* Begin DATA SUPPLIED *
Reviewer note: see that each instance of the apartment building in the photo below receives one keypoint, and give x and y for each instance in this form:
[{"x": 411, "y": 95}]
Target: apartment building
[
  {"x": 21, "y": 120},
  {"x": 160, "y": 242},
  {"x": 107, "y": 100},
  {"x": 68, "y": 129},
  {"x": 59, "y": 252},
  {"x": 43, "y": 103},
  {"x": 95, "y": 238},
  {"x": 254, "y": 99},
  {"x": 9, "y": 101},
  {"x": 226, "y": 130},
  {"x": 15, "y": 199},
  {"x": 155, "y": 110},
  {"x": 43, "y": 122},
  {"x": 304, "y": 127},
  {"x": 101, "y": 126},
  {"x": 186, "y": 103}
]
* End DATA SUPPLIED *
Output each record precisely as given.

SOLUTION TO THE EXERCISE —
Reviewer note: see that each instance of the apartment building in the photo below receives one keypoint, and give x and y for each instance in this form:
[{"x": 411, "y": 95}]
Target: apartment building
[
  {"x": 21, "y": 120},
  {"x": 160, "y": 242},
  {"x": 107, "y": 100},
  {"x": 68, "y": 129},
  {"x": 59, "y": 252},
  {"x": 43, "y": 103},
  {"x": 95, "y": 238},
  {"x": 254, "y": 99},
  {"x": 9, "y": 101},
  {"x": 226, "y": 130},
  {"x": 15, "y": 199},
  {"x": 155, "y": 110},
  {"x": 43, "y": 122},
  {"x": 304, "y": 127},
  {"x": 101, "y": 126},
  {"x": 186, "y": 103}
]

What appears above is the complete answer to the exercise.